A Chair and You

Das GRASSI Museum für Angewandte Kunst zeigt eine der weltweit bedeutendsten Privatsammlungen von Stühlen.

Die in Leipzig gezeigten Stühle und Sitzobjekte wurden von über 100 Künstlerinnen und Designern sowie Architektinnen und Architekten von den 1960er Jahren bis heute gestaltet. Diese außergewöhnliche Schau ist einer der Höhepunkte im Jahr 2024, in dem das Museum sein 150jähriges Bestehen feiert.

Der Genfer Unternehmer und Sammler Thierry Barbier-Mueller, 1960–2023, trug seit den späten 1990er Jahren unzählige innovative und außergewöhnliche Stuhlobjekte zusammen, deren skulpturaler Charakter weit über die übliche Typologie von Stühlen hinausreicht. Die Präsentation der rund 140 Stühle wurde dem renommierten amerikanischen Regisseur und Künstler Robert Wilson anvertraut. In einer außergewöhnlichen Inszenierung lässt er die Besucher in immersive Welten eintauchen, in denen die Stühle zu Protagonisten einer Theateraufführung werden. 

Regisseur Robert Wilson inszeniert Stühle im GRASSI Museum Leipzig wie eine Oper in vier Akten. Hier der Kaleidoskop Space. © Lucie Jansch.

Im sogenannten Dark Room entfalten legendäre Designklassiker magisch beleuchtet ihre Aura. © Lucie Jansch.

Mit Ton, Licht und Gestaltungselementen, die an Bühnenbilder erinnern, wird eine ganz besondere Atmosphäre geschaffen, in der das ikonische Designobjekt Stuhl in seinen zahlreichen Variationen auf ungewohnte Weise entdeckt werden kann. Wilson hinterfragt die Objekte, macht sie sich zu eigen und haucht ihnen Leben ein, um sie selbst sprechen zu lassen. A Chair and You konfrontiert die Gäste mit einer „Oper“ in vier Akten und ebenso vielen Bühnenwelten – mit einer Szenografie, in der anhand der einzigartigen Sammlung von Thierry Barbier-Mueller auch die Geschichte der Kunst und des Designs von den 1960er Jahren bis heute erzählt wird.

Die Inszenierung entspricht einer Oper in vier Akten. Im Kaleidoscope Space bleibt der Raum geschlossen. Ein Würfel, dessen Inneres mit Spiegeln ausgekleidet ist, dient als Schatztruhe für die Exponate. Durch kreisförmige Öffnungen kann man die skulpturalen metallischen Eigenschaften der Stühle ausmachen, die mit der reflektierenden Umgebung geradezu verschmelzen. Das wechselnde Licht verstärkt den Kaleidoskop-Effekt.

+++++

**Aufgabe 1:**
Beantworten Sie anhand des Textes über die Stuhlausstellung kurz diese Fragen:
(a) Wie viele Stühle umfasst die Präsentation ungefähr?
(b) Welches Jubiläum feiert das Museum im Jahr 2024?
(c) Womit ist das Innere des Würfels im Kaleidoscope Space ausgekleidet?
**Aufgabe 2:** Schreiben Sie den Text über die Stuhlausstellung nach seinem letzten Satz im gleichen sachlichen Stil weiter.
Für diesen Teil sind die Einträge ohne Bedeutung.

+++++

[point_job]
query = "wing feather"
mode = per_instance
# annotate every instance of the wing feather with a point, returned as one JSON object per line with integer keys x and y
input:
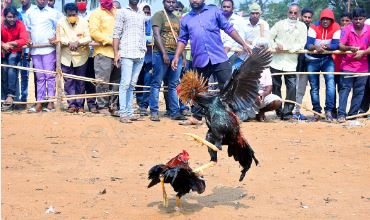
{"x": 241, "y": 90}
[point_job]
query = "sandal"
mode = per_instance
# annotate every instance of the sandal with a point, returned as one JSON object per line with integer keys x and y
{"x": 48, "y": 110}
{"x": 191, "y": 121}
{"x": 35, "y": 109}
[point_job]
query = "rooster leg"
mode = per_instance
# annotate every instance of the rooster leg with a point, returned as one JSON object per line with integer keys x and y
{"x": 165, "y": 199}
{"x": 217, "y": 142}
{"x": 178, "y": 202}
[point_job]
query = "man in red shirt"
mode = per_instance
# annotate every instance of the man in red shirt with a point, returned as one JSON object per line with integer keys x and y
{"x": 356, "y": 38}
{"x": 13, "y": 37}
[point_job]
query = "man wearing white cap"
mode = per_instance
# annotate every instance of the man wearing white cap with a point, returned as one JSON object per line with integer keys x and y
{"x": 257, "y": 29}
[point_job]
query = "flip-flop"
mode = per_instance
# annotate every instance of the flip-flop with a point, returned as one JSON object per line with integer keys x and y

+++++

**Schriftliche Antwort 1:**
(a) Rund 140 Stühle.
(b) Sein 150jähriges Bestehen.
(c) Mit Spiegeln.

**Schriftliche Antwort 2:**
Durch eine niedrige, von hinten beleuchtete Tür betreten die Gäste den düsteren, gedämpft wirkenden Dark Space. Als schwebten sie im Dunkeln, werden die Stühle nacheinander mit wechselndem Licht angestrahlt, was den Sitzmöbeln die Aura von Stars verleiht. Wie in einem Planetarium lenken Scheinwerfer unseren Blick auf die Exponate, die zu den markantesten Stühlen der Sammlung gehören. Ruhe, Minimalismus und Geometrie bestimmen den Medium Space. Die monochrome Landschaft wird durch gerade, klare Linien gegliedert. Inspiriert von der Formensprache in Mies van der Rohes Barcelona-Pavillon aus dem Jahr 1929 wird die Architektur von semitransparenten Wänden strukturiert. Der offene und beruhigende Raum steht in Dialog mit den streng architektonischen Stühlen. Dem diffusen und gedämpften Licht entgegengesetzt ist eine metallische Klangumgebung.

Hier der Medium Space. Die Jubiläumsschau im GRASSI Museum für Angewandte Kunst in Leipzig widmet sich dem scheinbar unerschöpflichen Designthema Stuhl.  © Lucie Jansch.

Im Bright Space erschaffen Inseln aus einem engmaschigen Netz aus den buntesten und schrillsten Stühlen der Sammlung die Illusion, sich im Wald einer Fantasiewelt zu verirren. Knallige Farben, überraschende Stoffe und Kurven beherrschen den lichtdurchfluteten Raum. Die Stühle wurden intuitiv nach Verwandtschaft und zu Themen wie dem Animalischen, dem Dualen oder dem Skulpturalen, ihrem Popfaktor, ihrem Witz oder auch der technischen Raffinesse zusammengestellt.

Bright selection nannte Regisseur Robert Wilson diese originell arangierten Stuhlkreationen. © Lucie Jansch.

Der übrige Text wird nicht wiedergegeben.